— begin Exercise data —
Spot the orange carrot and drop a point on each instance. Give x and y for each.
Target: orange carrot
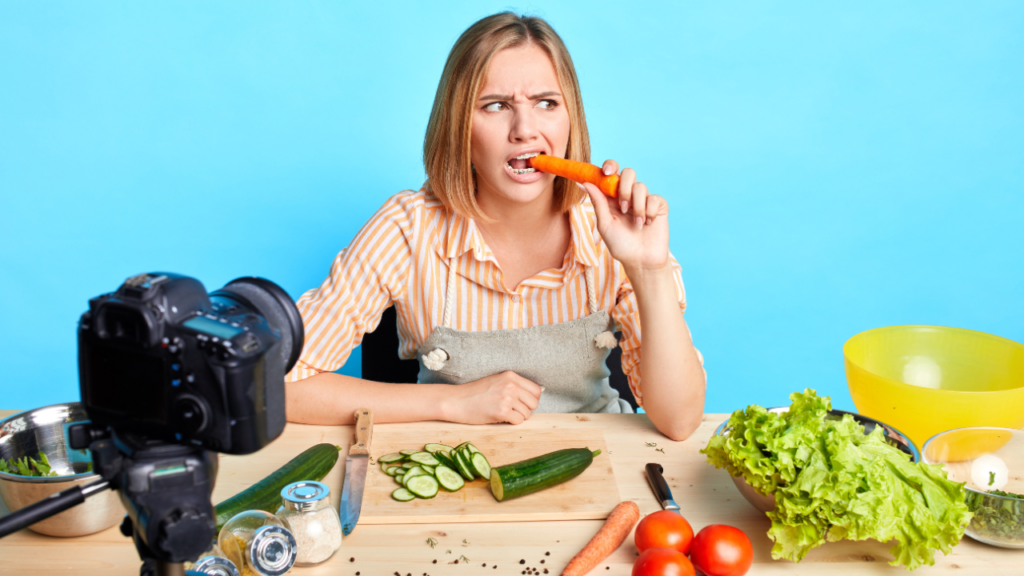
(608, 538)
(578, 172)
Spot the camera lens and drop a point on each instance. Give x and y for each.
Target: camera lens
(276, 306)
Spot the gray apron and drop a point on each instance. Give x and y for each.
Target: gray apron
(567, 359)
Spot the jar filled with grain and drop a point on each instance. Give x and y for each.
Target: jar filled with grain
(306, 509)
(258, 543)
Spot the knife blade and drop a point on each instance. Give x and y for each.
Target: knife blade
(355, 471)
(660, 488)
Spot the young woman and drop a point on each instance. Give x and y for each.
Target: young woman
(508, 282)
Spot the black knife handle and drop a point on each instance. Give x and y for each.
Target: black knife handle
(657, 484)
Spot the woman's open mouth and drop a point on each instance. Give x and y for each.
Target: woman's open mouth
(520, 164)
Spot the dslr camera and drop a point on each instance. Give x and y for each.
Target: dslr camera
(161, 359)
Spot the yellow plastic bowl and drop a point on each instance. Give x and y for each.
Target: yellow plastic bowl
(928, 379)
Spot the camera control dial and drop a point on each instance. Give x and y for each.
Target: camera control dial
(190, 414)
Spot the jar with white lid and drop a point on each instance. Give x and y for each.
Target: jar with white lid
(305, 508)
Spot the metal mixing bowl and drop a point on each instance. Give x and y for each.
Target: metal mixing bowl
(45, 429)
(766, 503)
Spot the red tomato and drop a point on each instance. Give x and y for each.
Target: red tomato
(664, 529)
(722, 550)
(663, 562)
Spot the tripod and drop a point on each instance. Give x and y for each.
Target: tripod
(165, 487)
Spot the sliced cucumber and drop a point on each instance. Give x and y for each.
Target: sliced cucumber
(449, 479)
(464, 468)
(424, 458)
(480, 465)
(402, 495)
(423, 486)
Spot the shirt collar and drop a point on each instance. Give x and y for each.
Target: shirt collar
(463, 236)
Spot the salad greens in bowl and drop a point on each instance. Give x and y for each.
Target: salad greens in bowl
(990, 463)
(834, 479)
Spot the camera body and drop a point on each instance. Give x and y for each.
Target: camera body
(163, 359)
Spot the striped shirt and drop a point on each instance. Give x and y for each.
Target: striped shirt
(401, 257)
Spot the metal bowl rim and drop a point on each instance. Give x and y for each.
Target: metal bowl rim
(915, 454)
(48, 479)
(997, 497)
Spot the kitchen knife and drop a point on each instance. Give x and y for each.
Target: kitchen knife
(660, 488)
(355, 470)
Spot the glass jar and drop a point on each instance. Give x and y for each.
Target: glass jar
(258, 543)
(306, 509)
(213, 563)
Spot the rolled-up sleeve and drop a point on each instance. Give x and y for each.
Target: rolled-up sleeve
(627, 317)
(366, 278)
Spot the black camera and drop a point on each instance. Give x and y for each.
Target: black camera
(162, 359)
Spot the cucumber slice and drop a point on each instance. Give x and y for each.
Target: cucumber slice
(423, 486)
(464, 468)
(424, 458)
(449, 479)
(402, 495)
(480, 465)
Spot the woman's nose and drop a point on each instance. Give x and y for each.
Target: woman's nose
(523, 127)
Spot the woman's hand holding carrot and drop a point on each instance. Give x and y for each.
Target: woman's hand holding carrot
(635, 228)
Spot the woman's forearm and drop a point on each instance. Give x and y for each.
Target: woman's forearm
(332, 399)
(673, 379)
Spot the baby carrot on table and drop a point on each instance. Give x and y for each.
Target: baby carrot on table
(607, 539)
(578, 172)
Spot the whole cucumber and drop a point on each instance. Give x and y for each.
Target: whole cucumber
(520, 479)
(313, 463)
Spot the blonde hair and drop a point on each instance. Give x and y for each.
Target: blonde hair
(446, 150)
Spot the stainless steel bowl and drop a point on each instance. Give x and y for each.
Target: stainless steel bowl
(45, 429)
(765, 503)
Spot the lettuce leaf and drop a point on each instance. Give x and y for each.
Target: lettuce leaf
(833, 482)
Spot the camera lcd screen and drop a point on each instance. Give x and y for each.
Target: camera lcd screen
(212, 327)
(126, 382)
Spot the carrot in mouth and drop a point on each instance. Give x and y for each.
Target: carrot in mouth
(578, 172)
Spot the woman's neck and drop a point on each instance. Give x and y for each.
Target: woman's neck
(525, 238)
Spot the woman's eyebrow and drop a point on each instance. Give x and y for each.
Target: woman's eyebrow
(509, 96)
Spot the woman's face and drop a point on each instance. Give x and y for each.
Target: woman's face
(520, 112)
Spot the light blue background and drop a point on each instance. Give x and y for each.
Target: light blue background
(829, 168)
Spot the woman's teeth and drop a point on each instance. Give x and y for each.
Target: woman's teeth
(521, 160)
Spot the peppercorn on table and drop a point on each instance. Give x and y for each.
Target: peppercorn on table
(705, 494)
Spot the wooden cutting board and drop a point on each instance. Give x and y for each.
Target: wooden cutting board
(591, 495)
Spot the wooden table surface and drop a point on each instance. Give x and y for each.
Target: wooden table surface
(706, 495)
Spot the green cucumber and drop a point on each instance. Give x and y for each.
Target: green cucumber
(480, 465)
(520, 479)
(402, 495)
(464, 468)
(449, 479)
(313, 463)
(424, 458)
(423, 486)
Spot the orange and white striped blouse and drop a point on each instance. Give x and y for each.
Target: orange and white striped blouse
(400, 257)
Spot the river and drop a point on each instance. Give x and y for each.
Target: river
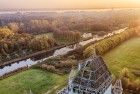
(28, 63)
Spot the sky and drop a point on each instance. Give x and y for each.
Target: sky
(64, 4)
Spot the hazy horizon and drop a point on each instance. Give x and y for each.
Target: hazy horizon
(68, 4)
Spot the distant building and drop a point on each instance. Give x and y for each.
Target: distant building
(92, 77)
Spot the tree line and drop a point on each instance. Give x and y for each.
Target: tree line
(107, 44)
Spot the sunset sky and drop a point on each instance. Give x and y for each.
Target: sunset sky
(68, 3)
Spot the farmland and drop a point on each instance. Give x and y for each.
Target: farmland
(124, 56)
(34, 80)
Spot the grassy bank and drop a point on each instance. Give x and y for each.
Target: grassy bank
(127, 55)
(37, 81)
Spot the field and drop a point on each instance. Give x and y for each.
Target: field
(127, 55)
(37, 81)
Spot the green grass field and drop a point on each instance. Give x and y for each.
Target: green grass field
(37, 81)
(127, 55)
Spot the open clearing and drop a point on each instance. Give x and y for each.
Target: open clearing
(127, 55)
(37, 81)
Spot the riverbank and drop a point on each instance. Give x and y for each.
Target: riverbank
(34, 80)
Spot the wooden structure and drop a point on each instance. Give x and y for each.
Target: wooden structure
(117, 88)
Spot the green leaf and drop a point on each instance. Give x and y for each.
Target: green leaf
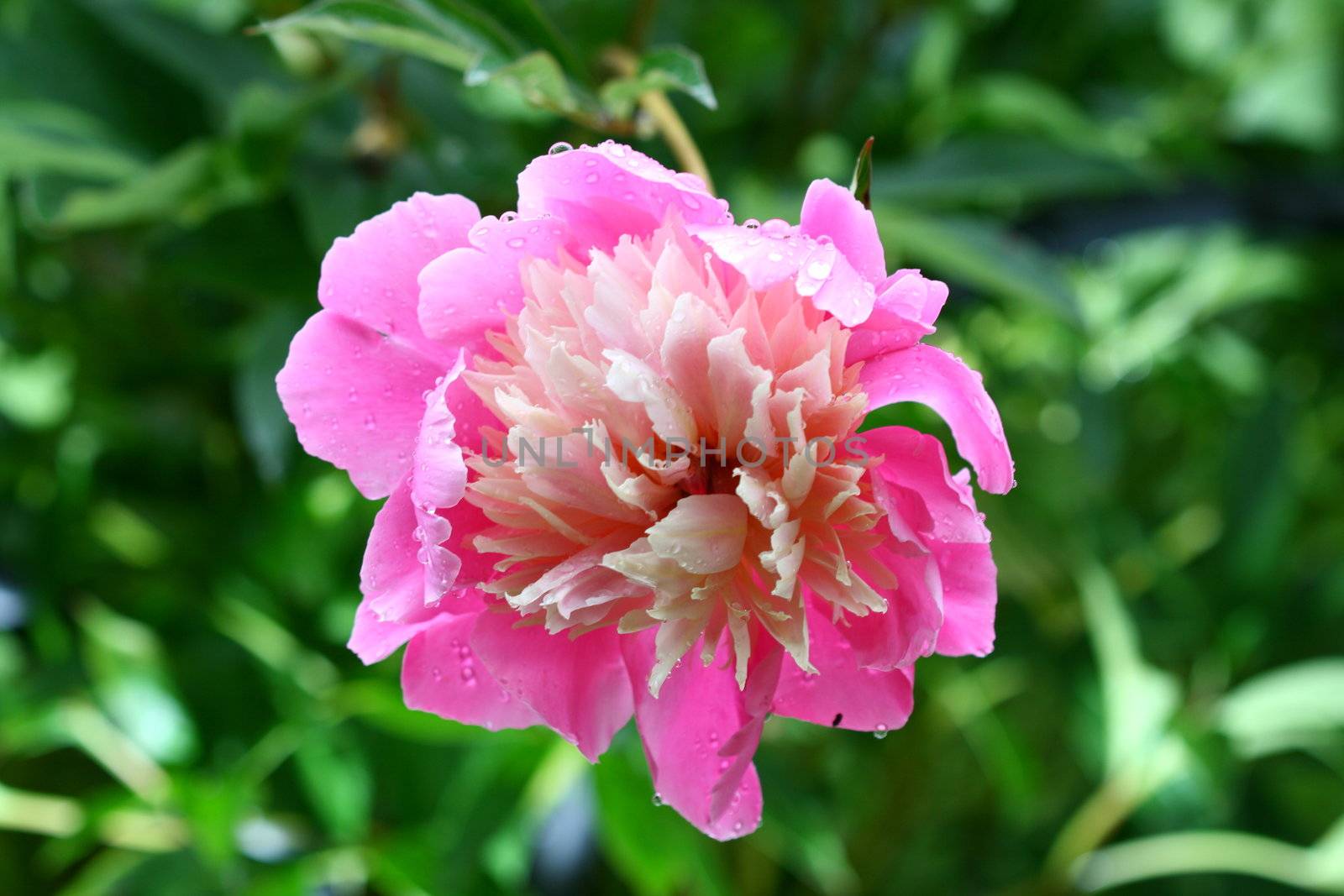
(336, 779)
(860, 184)
(537, 78)
(407, 27)
(1297, 705)
(649, 846)
(42, 137)
(1139, 699)
(980, 254)
(664, 69)
(134, 683)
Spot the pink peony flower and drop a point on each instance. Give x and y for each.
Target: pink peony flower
(617, 434)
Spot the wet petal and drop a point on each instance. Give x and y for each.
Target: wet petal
(941, 380)
(441, 674)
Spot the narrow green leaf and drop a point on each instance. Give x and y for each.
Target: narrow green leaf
(42, 137)
(1003, 172)
(1297, 705)
(669, 69)
(862, 181)
(335, 775)
(537, 78)
(403, 27)
(980, 254)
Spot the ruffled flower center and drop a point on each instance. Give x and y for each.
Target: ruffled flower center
(676, 450)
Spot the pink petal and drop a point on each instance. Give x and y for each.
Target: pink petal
(701, 732)
(467, 291)
(578, 687)
(374, 640)
(440, 674)
(904, 313)
(765, 255)
(835, 286)
(916, 463)
(909, 629)
(393, 578)
(608, 191)
(969, 595)
(354, 396)
(776, 251)
(843, 694)
(830, 210)
(371, 275)
(438, 481)
(703, 533)
(934, 378)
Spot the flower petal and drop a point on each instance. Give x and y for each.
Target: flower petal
(916, 464)
(440, 674)
(702, 533)
(609, 191)
(904, 313)
(374, 640)
(701, 732)
(371, 275)
(941, 380)
(354, 398)
(969, 595)
(765, 255)
(776, 251)
(909, 629)
(830, 210)
(578, 687)
(843, 694)
(468, 291)
(396, 580)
— end Exercise data —
# Aim
Pick up at the line that holds "Spot the grassy" and restate each line, word for word, through the last line of the entries. Include both end lines but none of the pictures.

# Written solution
Spot the grassy bank and drop a point on each instance. Give x and y for each.
Target: grassy bank
(127, 55)
(37, 81)
Spot the field and drop a point on each instance. Give x and y for each.
Target: field
(127, 55)
(37, 81)
Spot the green grass field and drop a point on each instance. Give x and y for each.
Target: green grass field
(37, 81)
(127, 55)
Spot the open clearing and drop a point on each instance. Give x and y for each.
Target: open clearing
(127, 55)
(37, 81)
Spot the riverbank and drop a point on each instance. Give x and y for each.
Target: riverbank
(34, 80)
Spot the wooden structure and drop a point on each instance. Give x and y for each.
Target: wooden structure
(117, 88)
Spot the green leaf and drop a point on each instance. Give x and y for each.
Target: green leaf
(336, 779)
(860, 184)
(537, 78)
(407, 27)
(1297, 705)
(649, 846)
(42, 137)
(1139, 699)
(980, 254)
(664, 69)
(134, 683)
Spot the pink peony flower and drop a point on each instance. Give x and y for each.
Target: pink peony flower
(617, 434)
Spot the wet petal and drop a point on each instance. Give x and y for each.
Target: wet petal
(941, 380)
(441, 674)
Spot the narrow green leaf and drop a point on each instance. Give x and y for each.
Target: narrow green leaf
(42, 137)
(1003, 172)
(1297, 705)
(669, 69)
(862, 181)
(335, 775)
(537, 78)
(403, 27)
(980, 254)
Spot the ruffled flower center and drop a point on each instance. Give x and y for each.
Target: ruffled flower center
(676, 450)
Spot the pink petal and drop a point on each instance. Give x and y for each.
Target: pink petal
(701, 732)
(467, 291)
(578, 687)
(374, 640)
(440, 674)
(904, 313)
(765, 255)
(835, 286)
(916, 463)
(909, 629)
(393, 578)
(608, 191)
(969, 595)
(354, 396)
(776, 251)
(843, 694)
(830, 210)
(371, 275)
(438, 481)
(703, 533)
(934, 378)
Spot the flower petal and drop a point on each instance. Give x and y for each.
Target: flower petal
(916, 464)
(440, 674)
(702, 533)
(609, 191)
(904, 313)
(374, 640)
(701, 732)
(371, 275)
(941, 380)
(354, 398)
(969, 595)
(765, 255)
(776, 251)
(909, 629)
(830, 210)
(578, 687)
(843, 694)
(468, 291)
(396, 580)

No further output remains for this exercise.